____ Source data

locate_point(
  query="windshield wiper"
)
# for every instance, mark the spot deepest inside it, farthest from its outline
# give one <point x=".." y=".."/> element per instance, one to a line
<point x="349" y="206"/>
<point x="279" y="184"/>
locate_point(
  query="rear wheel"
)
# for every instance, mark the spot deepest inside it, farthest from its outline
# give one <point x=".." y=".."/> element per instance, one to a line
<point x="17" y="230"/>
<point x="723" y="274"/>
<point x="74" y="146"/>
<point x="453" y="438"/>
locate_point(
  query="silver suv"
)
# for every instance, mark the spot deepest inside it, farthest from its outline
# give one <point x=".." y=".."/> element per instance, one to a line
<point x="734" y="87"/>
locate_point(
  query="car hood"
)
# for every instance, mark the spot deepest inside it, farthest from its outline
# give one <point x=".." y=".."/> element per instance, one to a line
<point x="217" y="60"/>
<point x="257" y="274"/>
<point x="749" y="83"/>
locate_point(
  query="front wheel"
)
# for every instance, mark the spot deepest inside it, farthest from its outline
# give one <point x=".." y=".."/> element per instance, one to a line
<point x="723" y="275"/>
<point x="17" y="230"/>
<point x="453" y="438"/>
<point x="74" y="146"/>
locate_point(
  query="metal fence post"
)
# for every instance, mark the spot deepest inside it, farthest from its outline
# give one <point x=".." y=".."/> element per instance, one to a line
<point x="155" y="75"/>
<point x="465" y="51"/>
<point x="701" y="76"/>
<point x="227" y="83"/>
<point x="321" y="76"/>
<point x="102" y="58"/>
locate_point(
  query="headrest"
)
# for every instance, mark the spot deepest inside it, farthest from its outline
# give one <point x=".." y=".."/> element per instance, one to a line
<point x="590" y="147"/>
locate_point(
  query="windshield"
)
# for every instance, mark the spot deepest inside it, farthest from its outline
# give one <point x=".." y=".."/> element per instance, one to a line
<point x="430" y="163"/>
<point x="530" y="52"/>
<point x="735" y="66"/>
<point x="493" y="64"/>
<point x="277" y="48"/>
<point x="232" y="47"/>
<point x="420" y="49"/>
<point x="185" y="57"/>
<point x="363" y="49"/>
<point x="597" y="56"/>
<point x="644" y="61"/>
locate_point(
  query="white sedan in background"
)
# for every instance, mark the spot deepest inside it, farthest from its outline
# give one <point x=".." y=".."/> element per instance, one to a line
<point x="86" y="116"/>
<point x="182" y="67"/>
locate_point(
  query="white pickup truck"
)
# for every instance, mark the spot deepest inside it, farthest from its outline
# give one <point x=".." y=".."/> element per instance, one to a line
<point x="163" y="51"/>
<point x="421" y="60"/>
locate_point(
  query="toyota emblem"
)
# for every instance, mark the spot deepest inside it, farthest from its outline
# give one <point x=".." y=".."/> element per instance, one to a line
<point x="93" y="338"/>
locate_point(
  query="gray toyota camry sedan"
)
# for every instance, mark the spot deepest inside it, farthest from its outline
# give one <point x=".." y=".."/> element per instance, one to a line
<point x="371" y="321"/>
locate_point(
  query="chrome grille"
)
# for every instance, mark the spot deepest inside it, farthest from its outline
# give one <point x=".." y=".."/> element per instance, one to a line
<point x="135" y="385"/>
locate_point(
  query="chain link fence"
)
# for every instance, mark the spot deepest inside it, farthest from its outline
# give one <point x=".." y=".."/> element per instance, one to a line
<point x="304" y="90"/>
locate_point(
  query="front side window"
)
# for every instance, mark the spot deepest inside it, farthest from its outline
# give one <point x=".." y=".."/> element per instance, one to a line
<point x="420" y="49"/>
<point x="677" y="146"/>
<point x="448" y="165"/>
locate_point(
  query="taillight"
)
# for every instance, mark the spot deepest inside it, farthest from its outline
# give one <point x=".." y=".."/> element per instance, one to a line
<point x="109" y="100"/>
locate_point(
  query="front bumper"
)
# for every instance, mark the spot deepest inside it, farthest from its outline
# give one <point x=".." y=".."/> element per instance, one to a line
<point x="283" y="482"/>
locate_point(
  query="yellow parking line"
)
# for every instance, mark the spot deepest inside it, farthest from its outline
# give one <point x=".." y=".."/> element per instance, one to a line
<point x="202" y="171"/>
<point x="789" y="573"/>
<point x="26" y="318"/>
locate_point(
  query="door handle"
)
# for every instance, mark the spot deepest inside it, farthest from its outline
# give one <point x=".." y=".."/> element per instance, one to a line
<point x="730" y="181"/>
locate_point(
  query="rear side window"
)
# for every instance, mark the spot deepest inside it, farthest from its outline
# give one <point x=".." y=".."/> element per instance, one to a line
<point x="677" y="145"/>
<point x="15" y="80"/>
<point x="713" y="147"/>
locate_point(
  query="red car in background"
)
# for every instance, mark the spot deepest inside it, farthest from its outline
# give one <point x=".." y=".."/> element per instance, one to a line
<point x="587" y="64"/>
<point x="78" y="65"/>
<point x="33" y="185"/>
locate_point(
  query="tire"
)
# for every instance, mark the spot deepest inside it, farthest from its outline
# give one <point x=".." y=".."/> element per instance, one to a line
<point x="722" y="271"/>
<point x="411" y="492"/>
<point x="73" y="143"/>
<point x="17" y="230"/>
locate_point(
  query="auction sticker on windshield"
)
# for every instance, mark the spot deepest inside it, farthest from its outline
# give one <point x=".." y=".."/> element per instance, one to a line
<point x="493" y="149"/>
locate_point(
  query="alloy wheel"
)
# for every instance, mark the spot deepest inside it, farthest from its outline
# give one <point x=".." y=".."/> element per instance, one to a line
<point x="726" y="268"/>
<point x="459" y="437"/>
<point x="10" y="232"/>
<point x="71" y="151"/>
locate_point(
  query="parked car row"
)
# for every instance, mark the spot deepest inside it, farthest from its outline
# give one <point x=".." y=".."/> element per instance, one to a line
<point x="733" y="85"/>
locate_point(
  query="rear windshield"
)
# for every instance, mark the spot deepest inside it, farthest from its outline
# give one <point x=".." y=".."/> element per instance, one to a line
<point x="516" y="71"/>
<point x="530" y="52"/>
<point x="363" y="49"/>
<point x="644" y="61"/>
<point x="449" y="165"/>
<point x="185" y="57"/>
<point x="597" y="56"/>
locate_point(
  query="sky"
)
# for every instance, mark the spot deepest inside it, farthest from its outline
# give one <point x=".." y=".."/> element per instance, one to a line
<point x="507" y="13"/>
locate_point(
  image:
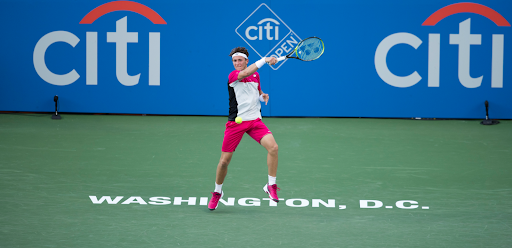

________

Requirement: Line by line, write out the material exactly, leaving the images out.

Solution to the problem:
locate_point(
  query="windshield wiper"
)
# for every instance, mark the spot deepest inside it, farthest from its outline
# give one <point x=".." y=".."/> element per instance, one to a line
<point x="349" y="206"/>
<point x="279" y="184"/>
locate_point(
  query="rear wheel"
)
# for every instance, mark the spot deepest inside it, farthest from its outline
# give one <point x=".." y=".."/> element per instance, one to a line
<point x="17" y="230"/>
<point x="723" y="274"/>
<point x="74" y="146"/>
<point x="453" y="438"/>
locate_point(
  query="silver suv"
)
# for every instance, mark the spot deepest inside it, farthest from its outline
# give one <point x=".." y=".."/> element per instance, one to a line
<point x="734" y="87"/>
locate_point(
  query="car hood"
)
# for every instance, mark the spot deepest inside it, farthest from its outline
# give one <point x=".." y=".."/> element per instance, one to a line
<point x="217" y="60"/>
<point x="257" y="274"/>
<point x="749" y="83"/>
locate_point(
  query="front wheel"
)
# for every instance, mark the spot deepest inside it, farthest from its outline
# give one <point x=".." y=".."/> element per instance, one to a line
<point x="723" y="275"/>
<point x="17" y="230"/>
<point x="453" y="438"/>
<point x="74" y="146"/>
locate_point(
  query="metal fence post"
)
# for every instance, mark the spot deepest inside it, farthest from its outline
# give one <point x=".." y=".."/> element per instance, one to a line
<point x="155" y="75"/>
<point x="465" y="51"/>
<point x="701" y="76"/>
<point x="227" y="83"/>
<point x="321" y="76"/>
<point x="102" y="58"/>
locate_point(
  query="headrest"
)
# for every instance, mark the spot deepest inside it, farthest from its outline
# give one <point x=".." y=".."/> element per instance, one to a line
<point x="590" y="147"/>
locate_point(
  query="windshield"
)
# for every instance, mark the spot deepest inside it, farthest from its outline
# give one <point x=".." y=".."/> element per instance, one to a line
<point x="430" y="163"/>
<point x="530" y="52"/>
<point x="735" y="66"/>
<point x="493" y="64"/>
<point x="277" y="48"/>
<point x="232" y="47"/>
<point x="420" y="49"/>
<point x="185" y="57"/>
<point x="363" y="49"/>
<point x="597" y="56"/>
<point x="644" y="61"/>
locate_point(
  query="white sedan in background"
)
# for every instance, mark the spot deepest inside it, farthest from its outline
# give one <point x=".." y=".."/> element per instance, one to a line
<point x="86" y="116"/>
<point x="182" y="67"/>
locate_point(
  query="white pickup truck"
)
# for every instance, mark the spot deepest inside it, farthest from its outline
# give one <point x=".." y=".."/> element per instance, one to a line
<point x="163" y="51"/>
<point x="421" y="60"/>
locate_point(
  query="toyota emblem"
)
# for every instance, mark the spot deepest inside it, farthest from its outline
# give one <point x=".." y=".."/> element per instance, one to a line
<point x="93" y="338"/>
locate_point(
  query="gray toyota camry sedan"
)
# for every instance, mark the spot deepest inside it, farthest from its outline
# give one <point x=".." y=".."/> element per instance, one to a line
<point x="371" y="321"/>
locate_point(
  query="chrome grille"
)
# for every instance, mark the spot deepest inside it, farthest from its outline
# give one <point x=".." y=".."/> element per instance, one to a line
<point x="135" y="385"/>
locate_point(
  query="chain link fence"
)
# for every instance, mark the spot deepest inside it, farthest from its outline
# give one <point x=".." y=".."/> element per instance, one to a line
<point x="304" y="90"/>
locate_point(
  query="front side window"
)
# for every instance, mark the spot deepest inside it, farthest from its outline
# give one <point x=".." y=".."/> element per instance, one to a line
<point x="420" y="49"/>
<point x="677" y="146"/>
<point x="448" y="165"/>
locate_point(
  query="taillight"
)
# for every instance, mark the spot deepest inside it, farthest from its outline
# give one <point x=".." y=".."/> element per instance, one to a line
<point x="109" y="100"/>
locate_point(
  query="front bumper"
)
# for every instance, mark the spot deepest inside it, farthest from its outline
# give one <point x=".." y=".."/> element per instance, one to a line
<point x="283" y="482"/>
locate_point(
  query="yellow parking line"
)
# for every instance, mark the spot deepest inside it, farthest from its outline
# give one <point x=".." y=".."/> element per instance, one to a line
<point x="202" y="171"/>
<point x="789" y="573"/>
<point x="26" y="318"/>
locate_point(
  query="door handle"
)
# for every instance, mark the spot deepest inside it, farthest from its outline
# give one <point x=".." y=".."/> element per instance, one to a line
<point x="730" y="181"/>
locate_point(
  query="rear side window"
)
# for every instance, mark the spot deepest inside it, farthest from its outline
# give one <point x=".." y=".."/> element per instance, one to a line
<point x="677" y="145"/>
<point x="15" y="80"/>
<point x="713" y="147"/>
locate_point(
  query="red car in background"
)
# for every instance, mark the spot deepest inside it, farthest from its outline
# give one <point x=".." y=".."/> element per instance, one to a line
<point x="587" y="64"/>
<point x="78" y="65"/>
<point x="33" y="185"/>
locate_point(
  query="tire"
)
# for every instance, mark the spot deepest inside it, farthest from its outline
# give one <point x=".." y=".."/> element per instance, one to a line
<point x="722" y="271"/>
<point x="411" y="492"/>
<point x="73" y="143"/>
<point x="17" y="230"/>
locate_point(
  query="auction sticker on windshield"
)
# for every instance, mark the spot deepest inside it, farthest from its outline
# give one <point x=".." y=".."/> element per instance, one to a line
<point x="493" y="149"/>
locate_point(
  query="alloy wheel"
)
# for every instance, mark the spot deepest inside it, farthest from its outline
# give one <point x=".." y=".."/> element per instance, one to a line
<point x="726" y="268"/>
<point x="459" y="437"/>
<point x="10" y="232"/>
<point x="71" y="151"/>
locate_point(
  query="parked car row"
)
# for every instance, mark the spot deepest inside it, farthest from its outline
# give one <point x=".." y=".."/> element per instance, one to a line
<point x="733" y="85"/>
locate_point(
  query="rear windshield"
)
# for every instance, mark the spot deepest inside it, farthest from its outline
# give one <point x=".." y=".."/> element per instance, one to a line
<point x="516" y="71"/>
<point x="530" y="52"/>
<point x="363" y="49"/>
<point x="644" y="61"/>
<point x="449" y="165"/>
<point x="185" y="57"/>
<point x="597" y="56"/>
locate_point(
  query="sky"
)
# for every instance, mark the spot deepest inside it, farthest from its outline
# give one <point x=".." y=".."/> element per instance, one to a line
<point x="507" y="13"/>
locate_point(
  image:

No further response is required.